╭─ Text excerpt

Getting back old posts from Wordpress
I had a previous version of this blog hosted on Wordpress, on a different server. When I moved away from that server, I also wanted to move away from the bulky Wordpress (and php ). But I had backups of old posts in an XML generated by Wordpress, which (for sentimental reasons!) I want to restore.
I have seen sample Wordpress XML backups - they were very verbose, and all it needed was converting into JSON and a bit of pruning. The process seemed easy, I might not have the pictures - but just having the posts was enough - until I hit the most difficult part of it: getting the backups!
The backups I realized later, were on my older laptop which is on the verge of breaking down - the display and the HDD both work intermittently before shutting down for days together. I was lucky to find it well rested, it responded well enough - I had read-only access to the HDD on an emergency console in Arch Linux. The system was slow and there were constant 'Buffer I/O Error's which were fixed by a oooh-shut-up: echo 0 0 0 0 /proc/sys/kernel/printk
Mounted the external disk and got working on copying at a snail's pace. 3 Hours of work, and along with the XML backup, I found a full backup of my old server which I now remember using the CPanel for this. Brilliant! I got the pictures too!
Now the next step is to use xml2js and output all the posts as a json, query on the required posts in mongo and output as .md files (after which they go back to mongo )
Script (for reference - please forgive the synchronous operations!)

╰─
╭─ Data rows

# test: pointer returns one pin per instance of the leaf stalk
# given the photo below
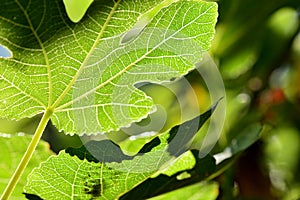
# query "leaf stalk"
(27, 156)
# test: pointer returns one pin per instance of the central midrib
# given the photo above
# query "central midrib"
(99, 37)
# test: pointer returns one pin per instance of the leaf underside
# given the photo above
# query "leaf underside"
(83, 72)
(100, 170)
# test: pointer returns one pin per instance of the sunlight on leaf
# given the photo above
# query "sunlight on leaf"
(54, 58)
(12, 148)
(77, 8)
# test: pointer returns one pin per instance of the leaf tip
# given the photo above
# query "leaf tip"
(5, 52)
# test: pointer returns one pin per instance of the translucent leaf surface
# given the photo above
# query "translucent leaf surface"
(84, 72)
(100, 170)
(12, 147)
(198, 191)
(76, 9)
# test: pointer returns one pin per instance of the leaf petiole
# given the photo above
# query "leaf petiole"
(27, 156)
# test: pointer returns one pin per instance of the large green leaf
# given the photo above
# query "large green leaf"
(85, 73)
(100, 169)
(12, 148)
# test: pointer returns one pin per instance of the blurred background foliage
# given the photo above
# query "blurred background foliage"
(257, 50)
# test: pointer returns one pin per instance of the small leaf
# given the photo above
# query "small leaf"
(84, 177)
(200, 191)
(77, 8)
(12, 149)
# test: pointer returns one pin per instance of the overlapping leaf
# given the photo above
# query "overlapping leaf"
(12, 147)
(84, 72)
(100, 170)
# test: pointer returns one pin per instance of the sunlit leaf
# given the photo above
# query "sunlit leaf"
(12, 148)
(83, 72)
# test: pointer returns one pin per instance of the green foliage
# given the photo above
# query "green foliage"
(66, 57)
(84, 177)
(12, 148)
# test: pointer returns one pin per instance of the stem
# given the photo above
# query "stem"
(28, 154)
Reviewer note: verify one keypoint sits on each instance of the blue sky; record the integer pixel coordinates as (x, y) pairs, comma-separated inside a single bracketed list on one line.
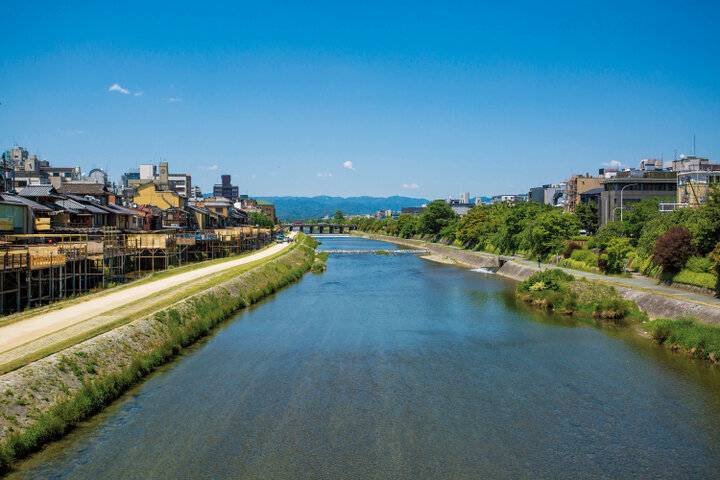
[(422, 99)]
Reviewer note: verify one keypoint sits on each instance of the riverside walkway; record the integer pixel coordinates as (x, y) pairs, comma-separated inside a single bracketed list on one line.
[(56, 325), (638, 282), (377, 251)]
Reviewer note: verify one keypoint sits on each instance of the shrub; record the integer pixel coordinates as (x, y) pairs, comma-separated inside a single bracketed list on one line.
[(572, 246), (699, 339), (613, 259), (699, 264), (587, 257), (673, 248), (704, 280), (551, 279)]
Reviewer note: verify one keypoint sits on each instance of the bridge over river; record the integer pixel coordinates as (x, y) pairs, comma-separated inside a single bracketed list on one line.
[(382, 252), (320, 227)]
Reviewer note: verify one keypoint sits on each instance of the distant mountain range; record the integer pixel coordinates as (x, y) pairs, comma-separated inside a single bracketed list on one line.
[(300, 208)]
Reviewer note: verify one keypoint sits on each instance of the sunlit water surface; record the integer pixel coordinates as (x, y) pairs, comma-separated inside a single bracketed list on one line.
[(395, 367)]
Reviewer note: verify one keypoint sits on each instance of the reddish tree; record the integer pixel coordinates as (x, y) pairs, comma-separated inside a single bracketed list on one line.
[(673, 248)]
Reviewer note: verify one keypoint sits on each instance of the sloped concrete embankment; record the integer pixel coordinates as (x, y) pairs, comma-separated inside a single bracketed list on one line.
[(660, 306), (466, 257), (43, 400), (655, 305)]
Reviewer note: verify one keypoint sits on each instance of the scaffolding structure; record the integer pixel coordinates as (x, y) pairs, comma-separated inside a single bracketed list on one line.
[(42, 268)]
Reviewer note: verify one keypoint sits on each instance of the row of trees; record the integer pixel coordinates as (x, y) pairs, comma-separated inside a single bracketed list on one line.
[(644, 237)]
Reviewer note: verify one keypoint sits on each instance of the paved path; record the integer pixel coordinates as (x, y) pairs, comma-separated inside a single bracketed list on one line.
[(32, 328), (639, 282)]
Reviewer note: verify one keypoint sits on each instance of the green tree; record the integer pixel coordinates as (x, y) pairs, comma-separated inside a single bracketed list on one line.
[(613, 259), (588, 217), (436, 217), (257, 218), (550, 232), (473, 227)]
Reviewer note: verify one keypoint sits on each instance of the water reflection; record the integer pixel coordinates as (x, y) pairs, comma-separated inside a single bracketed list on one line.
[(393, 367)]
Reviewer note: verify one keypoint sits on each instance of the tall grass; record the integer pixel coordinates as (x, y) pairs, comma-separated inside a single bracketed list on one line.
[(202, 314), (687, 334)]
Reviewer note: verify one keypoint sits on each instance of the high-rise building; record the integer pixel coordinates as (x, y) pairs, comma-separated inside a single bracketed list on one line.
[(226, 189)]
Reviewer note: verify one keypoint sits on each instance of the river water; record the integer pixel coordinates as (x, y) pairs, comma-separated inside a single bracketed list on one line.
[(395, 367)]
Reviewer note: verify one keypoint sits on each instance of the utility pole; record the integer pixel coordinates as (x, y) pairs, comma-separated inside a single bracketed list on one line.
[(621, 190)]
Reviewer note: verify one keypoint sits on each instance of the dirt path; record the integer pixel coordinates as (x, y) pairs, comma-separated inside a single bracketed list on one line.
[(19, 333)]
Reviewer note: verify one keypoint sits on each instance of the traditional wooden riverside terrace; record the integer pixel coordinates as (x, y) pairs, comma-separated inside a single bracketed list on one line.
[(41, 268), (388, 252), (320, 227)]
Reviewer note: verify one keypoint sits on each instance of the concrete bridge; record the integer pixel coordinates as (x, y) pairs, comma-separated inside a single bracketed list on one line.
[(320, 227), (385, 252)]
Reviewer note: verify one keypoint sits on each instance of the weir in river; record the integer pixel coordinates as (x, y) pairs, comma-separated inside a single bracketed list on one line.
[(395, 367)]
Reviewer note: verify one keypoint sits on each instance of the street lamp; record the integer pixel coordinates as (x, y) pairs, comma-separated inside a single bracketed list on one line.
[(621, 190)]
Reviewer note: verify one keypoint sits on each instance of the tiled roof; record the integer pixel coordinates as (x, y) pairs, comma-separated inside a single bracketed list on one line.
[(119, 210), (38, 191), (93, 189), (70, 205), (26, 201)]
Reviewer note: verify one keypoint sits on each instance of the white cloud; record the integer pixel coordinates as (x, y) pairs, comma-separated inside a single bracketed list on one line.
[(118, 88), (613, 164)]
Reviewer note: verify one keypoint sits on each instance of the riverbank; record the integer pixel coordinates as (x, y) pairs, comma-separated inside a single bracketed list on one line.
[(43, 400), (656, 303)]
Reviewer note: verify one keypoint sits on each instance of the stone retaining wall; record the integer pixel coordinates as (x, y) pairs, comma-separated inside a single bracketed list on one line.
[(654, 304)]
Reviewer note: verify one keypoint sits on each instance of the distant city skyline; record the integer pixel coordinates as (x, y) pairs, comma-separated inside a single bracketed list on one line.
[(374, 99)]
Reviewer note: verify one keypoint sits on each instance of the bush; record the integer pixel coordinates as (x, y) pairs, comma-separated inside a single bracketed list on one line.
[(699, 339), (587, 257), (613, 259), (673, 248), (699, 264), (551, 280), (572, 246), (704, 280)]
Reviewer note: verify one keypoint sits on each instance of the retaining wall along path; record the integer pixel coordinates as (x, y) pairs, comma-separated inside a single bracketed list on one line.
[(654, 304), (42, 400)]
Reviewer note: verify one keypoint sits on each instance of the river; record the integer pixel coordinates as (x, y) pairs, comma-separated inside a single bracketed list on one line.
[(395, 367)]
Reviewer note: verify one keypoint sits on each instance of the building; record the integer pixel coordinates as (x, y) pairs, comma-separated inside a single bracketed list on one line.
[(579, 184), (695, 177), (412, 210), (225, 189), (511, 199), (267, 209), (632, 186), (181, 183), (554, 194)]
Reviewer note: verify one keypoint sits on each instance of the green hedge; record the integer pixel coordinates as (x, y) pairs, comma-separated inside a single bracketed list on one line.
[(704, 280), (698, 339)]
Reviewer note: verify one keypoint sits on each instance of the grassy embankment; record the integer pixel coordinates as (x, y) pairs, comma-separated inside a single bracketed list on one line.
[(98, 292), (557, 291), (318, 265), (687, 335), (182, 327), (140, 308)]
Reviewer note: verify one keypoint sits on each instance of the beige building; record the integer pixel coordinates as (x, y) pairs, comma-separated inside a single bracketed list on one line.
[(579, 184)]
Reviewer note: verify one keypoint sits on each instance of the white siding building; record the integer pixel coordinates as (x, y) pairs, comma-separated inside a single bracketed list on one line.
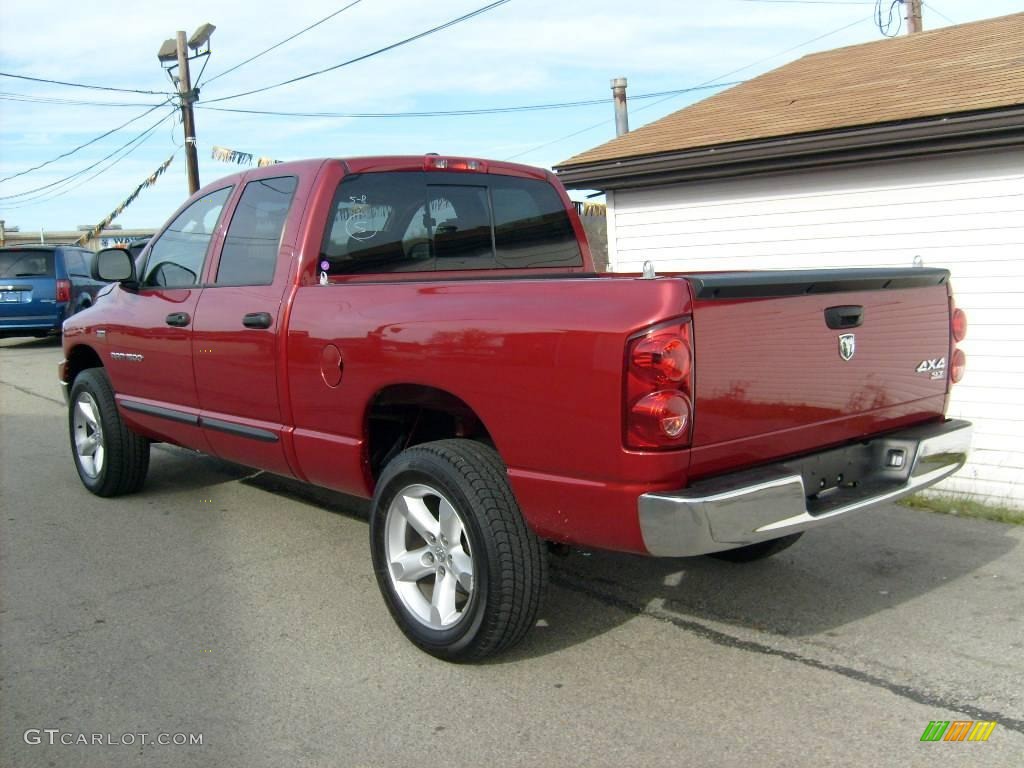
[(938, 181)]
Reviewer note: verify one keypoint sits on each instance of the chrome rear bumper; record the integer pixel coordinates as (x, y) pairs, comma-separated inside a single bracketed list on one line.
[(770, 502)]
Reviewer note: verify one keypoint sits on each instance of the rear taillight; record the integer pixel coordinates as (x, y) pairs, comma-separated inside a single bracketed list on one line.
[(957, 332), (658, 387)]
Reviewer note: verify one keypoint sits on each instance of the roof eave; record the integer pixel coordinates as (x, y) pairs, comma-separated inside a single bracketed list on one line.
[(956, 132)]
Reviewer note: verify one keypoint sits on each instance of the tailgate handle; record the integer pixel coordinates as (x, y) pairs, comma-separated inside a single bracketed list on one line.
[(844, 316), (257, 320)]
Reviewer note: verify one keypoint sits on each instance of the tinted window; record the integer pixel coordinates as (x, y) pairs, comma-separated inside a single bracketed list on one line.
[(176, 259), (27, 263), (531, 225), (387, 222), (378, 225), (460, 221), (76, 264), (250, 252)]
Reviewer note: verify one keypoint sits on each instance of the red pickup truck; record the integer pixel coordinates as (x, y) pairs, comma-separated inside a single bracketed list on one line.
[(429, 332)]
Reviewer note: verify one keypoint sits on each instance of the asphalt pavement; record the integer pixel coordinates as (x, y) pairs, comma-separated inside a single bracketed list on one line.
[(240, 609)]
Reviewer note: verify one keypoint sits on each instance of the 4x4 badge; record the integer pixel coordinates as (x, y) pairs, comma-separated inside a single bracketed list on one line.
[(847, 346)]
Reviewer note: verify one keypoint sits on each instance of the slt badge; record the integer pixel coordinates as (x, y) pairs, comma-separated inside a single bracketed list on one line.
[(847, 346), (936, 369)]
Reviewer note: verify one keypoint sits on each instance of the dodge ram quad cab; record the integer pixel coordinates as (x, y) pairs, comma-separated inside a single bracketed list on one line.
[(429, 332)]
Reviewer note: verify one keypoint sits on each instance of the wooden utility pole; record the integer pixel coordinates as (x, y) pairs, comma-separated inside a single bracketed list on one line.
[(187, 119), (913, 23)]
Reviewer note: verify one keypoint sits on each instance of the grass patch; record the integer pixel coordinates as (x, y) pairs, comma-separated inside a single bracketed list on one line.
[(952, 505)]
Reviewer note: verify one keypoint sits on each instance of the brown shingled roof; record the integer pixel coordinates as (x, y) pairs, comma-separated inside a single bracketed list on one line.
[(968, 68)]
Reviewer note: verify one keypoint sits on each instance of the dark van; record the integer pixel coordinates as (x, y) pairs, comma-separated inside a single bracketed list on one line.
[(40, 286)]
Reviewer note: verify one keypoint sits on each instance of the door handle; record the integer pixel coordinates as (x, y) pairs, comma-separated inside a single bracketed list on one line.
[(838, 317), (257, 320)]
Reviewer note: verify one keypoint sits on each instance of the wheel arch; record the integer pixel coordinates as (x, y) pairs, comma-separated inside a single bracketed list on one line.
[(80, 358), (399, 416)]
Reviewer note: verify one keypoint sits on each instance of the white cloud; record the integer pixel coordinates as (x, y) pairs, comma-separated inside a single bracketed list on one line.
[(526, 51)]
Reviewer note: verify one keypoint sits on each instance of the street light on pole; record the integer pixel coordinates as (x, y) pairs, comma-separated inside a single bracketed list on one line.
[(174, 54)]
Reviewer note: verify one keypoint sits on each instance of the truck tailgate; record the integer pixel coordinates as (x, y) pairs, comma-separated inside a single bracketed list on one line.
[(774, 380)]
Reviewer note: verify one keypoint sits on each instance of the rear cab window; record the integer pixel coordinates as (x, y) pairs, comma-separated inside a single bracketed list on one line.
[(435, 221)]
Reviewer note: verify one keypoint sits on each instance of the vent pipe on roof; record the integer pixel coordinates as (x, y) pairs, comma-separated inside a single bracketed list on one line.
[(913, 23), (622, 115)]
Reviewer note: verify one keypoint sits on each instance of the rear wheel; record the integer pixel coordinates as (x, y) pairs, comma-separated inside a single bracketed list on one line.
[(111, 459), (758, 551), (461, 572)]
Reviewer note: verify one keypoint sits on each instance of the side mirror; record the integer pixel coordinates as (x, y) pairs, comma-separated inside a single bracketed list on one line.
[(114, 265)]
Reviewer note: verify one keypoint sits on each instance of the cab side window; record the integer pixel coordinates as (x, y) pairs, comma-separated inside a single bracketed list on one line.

╰─

▸ Your objective:
Answer these from the blog post on restoring old Wordpress posts:
(a) In what format were the backups of the old posts saved?
(b) How many hours did the copying from the external disk take?
(c) Which tool is named for turning the posts into JSON?

▸ Correct output:
(a) An XML file generated by Wordpress
(b) 3 hours
(c) xml2js